What is needed: Rescale everything from the line containing "Practice step: pin every instance of the mountain" down to the end of the items, and give those lines again, requests included. Multiply each answer coordinate by 1.9 and round to whole numbers (halves up), leaving the sample coordinates in the requests unchanged.

Point annotation records:
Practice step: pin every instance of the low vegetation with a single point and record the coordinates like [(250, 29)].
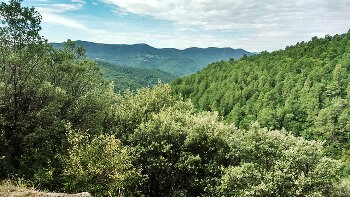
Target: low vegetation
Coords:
[(64, 129)]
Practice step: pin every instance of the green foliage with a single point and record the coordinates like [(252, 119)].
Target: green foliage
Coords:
[(63, 128), (128, 78), (274, 163), (100, 165), (304, 89)]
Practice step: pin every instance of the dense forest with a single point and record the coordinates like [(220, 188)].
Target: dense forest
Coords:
[(128, 78), (174, 61), (64, 128), (304, 89)]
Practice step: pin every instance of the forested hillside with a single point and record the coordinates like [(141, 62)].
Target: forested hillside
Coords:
[(173, 61), (63, 128), (304, 89), (128, 78)]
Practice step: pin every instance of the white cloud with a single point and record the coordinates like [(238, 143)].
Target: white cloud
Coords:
[(268, 24), (54, 13), (49, 17)]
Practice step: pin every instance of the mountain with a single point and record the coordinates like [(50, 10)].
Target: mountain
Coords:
[(304, 89), (174, 61), (133, 78)]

Final result:
Practice step: pin every instance of the mountain with a single point and record the coordinates like [(50, 10)].
Target: mountain
Coords:
[(578, 169), (331, 116), (253, 148)]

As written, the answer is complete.